(WHAT YOU NEED TO DO):
Collect every row below that contains the word "mouth", and copy each such row in full. Count a match only when the capitalization is the same.
+++ INPUT ROWS +++
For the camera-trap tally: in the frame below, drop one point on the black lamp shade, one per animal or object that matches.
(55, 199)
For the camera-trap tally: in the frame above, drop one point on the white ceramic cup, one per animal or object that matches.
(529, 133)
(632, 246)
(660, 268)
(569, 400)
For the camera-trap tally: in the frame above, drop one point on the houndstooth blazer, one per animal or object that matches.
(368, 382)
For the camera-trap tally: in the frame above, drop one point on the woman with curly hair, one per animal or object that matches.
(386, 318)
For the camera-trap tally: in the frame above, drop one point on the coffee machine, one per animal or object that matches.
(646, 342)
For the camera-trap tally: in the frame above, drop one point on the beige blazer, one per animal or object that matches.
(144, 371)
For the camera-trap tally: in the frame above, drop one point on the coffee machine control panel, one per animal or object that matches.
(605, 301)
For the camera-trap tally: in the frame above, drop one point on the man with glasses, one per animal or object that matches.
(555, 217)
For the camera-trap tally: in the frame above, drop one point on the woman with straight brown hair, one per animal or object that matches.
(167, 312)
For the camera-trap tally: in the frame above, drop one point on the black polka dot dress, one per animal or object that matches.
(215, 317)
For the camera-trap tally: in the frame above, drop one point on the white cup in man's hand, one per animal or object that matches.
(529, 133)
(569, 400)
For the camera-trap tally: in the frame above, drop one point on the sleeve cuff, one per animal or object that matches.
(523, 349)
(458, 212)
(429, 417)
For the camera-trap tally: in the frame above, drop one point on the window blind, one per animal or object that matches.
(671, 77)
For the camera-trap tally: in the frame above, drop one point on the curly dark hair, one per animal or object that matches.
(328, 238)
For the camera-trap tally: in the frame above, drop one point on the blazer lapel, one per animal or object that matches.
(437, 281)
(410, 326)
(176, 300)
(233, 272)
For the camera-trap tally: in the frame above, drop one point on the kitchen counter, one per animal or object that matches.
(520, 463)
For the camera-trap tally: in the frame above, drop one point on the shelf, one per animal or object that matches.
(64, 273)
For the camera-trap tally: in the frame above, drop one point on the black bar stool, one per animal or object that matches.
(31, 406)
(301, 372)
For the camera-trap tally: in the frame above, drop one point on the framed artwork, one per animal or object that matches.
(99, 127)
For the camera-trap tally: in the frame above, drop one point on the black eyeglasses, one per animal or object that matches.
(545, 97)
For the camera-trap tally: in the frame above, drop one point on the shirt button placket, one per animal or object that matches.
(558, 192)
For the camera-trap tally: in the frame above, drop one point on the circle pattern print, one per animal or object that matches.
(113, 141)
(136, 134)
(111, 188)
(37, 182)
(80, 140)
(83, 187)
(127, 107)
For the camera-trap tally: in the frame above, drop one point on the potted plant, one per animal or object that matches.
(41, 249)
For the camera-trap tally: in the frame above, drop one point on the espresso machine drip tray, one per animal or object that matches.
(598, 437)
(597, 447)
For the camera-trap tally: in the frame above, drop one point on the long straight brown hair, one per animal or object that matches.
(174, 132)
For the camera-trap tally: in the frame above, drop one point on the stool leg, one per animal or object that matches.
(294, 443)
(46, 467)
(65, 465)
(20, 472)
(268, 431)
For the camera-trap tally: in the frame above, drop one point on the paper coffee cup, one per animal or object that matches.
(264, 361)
+++
+++ INPUT ROWS +++
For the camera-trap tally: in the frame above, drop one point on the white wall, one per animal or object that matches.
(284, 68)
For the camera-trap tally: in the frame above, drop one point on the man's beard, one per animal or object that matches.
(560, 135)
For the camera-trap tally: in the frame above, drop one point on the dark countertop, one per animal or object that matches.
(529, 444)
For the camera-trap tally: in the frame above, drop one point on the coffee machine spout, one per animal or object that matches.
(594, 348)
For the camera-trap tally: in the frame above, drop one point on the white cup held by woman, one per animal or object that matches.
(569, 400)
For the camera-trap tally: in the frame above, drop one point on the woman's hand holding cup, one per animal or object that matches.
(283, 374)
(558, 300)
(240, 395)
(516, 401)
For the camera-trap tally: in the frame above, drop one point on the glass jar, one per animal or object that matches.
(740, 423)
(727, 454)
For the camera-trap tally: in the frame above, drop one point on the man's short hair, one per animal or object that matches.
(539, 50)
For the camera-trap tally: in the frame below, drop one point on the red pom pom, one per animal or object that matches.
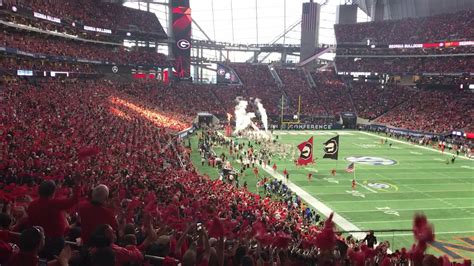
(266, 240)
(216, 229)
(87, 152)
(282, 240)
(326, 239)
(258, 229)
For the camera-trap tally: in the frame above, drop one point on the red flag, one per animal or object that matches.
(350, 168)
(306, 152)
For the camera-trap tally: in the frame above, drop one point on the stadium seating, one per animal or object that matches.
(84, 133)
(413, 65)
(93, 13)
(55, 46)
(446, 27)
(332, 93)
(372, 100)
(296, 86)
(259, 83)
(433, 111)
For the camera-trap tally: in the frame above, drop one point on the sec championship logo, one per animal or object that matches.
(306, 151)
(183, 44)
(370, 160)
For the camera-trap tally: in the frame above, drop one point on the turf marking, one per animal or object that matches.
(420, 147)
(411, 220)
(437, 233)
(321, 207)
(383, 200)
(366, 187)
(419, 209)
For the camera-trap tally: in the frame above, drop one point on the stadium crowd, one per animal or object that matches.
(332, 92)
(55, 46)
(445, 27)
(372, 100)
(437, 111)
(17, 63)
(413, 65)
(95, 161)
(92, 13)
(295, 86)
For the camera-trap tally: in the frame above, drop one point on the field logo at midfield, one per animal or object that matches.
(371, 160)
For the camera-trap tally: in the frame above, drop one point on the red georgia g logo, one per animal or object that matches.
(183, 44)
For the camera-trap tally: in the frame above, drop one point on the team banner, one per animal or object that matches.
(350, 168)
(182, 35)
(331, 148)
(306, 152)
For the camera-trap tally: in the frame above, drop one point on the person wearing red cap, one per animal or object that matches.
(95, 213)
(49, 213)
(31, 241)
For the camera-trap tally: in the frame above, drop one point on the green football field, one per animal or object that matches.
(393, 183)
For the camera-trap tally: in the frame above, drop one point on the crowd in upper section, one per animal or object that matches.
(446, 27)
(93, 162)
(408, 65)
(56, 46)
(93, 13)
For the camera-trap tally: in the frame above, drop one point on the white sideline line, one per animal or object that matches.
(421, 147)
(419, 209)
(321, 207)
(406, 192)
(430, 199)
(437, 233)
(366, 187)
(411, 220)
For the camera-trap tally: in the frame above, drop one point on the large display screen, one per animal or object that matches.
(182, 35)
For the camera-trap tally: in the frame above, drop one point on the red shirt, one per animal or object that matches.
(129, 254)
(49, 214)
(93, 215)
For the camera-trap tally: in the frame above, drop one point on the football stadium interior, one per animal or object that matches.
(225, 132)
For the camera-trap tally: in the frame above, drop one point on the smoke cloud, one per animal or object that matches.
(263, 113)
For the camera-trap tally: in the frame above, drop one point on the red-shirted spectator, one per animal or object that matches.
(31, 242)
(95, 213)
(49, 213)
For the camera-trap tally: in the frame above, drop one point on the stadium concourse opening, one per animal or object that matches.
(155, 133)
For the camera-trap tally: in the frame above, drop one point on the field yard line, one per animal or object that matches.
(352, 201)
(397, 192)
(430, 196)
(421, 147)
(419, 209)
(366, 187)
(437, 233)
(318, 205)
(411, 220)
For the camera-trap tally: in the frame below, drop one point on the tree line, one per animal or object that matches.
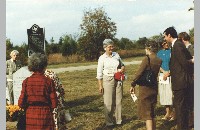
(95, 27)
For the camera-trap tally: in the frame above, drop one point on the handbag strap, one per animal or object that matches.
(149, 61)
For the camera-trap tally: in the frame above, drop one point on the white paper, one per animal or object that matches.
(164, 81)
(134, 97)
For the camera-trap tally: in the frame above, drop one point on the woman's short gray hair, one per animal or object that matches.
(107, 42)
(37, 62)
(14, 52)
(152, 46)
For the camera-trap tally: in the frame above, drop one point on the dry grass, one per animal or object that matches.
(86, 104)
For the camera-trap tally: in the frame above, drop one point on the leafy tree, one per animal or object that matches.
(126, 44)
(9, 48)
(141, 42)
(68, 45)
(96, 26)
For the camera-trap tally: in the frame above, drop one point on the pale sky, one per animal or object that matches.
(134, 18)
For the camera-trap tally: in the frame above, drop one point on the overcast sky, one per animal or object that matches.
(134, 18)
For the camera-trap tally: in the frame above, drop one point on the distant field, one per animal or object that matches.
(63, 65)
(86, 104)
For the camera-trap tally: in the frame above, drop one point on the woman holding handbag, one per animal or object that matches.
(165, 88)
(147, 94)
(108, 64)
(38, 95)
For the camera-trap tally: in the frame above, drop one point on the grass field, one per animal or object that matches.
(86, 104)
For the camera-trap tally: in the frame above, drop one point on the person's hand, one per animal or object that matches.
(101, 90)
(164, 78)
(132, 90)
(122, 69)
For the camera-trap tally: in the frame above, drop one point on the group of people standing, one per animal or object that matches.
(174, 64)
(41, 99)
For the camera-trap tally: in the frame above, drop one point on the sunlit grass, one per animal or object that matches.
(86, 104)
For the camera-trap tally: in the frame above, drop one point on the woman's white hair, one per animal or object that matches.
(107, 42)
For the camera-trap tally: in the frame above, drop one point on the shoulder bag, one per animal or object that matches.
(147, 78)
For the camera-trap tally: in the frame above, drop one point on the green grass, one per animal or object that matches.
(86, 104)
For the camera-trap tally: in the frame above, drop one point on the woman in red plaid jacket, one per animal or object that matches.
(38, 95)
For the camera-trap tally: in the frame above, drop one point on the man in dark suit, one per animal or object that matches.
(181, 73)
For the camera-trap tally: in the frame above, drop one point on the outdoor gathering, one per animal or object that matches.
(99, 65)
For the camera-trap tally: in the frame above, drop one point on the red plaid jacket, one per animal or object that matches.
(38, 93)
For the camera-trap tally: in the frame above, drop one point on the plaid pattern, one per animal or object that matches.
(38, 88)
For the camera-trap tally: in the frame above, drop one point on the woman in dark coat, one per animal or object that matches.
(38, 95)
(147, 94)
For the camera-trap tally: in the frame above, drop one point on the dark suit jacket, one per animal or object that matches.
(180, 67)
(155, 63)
+++
+++ INPUT ROWS +++
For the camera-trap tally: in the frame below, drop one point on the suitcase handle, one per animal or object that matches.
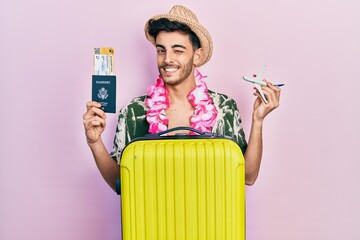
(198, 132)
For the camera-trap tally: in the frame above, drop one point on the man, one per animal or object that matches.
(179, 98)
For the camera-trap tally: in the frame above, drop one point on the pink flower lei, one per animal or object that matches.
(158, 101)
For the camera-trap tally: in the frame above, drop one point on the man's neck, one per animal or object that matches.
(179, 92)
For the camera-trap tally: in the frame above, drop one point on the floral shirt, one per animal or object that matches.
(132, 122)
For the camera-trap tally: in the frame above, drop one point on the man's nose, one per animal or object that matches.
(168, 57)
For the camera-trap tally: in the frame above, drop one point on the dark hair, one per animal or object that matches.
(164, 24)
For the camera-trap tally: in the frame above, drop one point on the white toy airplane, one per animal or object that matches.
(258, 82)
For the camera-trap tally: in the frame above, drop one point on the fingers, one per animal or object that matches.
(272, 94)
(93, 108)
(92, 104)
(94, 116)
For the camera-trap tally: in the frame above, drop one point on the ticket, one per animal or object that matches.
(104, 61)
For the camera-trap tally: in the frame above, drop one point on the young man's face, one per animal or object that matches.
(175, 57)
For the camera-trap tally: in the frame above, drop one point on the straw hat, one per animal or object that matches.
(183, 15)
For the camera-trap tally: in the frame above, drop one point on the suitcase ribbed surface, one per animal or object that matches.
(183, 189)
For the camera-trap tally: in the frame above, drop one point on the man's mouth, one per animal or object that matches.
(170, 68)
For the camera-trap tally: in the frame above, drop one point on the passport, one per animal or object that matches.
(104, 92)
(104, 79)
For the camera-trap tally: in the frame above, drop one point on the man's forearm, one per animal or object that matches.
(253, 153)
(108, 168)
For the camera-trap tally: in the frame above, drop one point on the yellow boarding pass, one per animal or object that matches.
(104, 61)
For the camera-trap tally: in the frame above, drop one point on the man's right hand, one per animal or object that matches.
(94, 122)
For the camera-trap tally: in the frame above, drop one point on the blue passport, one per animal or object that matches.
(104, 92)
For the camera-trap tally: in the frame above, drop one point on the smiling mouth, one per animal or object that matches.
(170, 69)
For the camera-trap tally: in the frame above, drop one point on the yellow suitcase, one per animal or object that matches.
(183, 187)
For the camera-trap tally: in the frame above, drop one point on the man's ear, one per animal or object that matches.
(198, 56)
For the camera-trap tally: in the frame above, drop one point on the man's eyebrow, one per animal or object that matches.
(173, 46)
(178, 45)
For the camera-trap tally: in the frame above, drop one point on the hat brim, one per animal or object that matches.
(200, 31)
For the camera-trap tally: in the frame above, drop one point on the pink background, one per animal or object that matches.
+++
(TASK SOLUTION):
For the camera-trap tally: in the frame above, drop one point on the man's mouth, one per animal or object that matches.
For the camera-trap tally: in the frame above, drop one point on the smiling mouth, one per animal or object that matches.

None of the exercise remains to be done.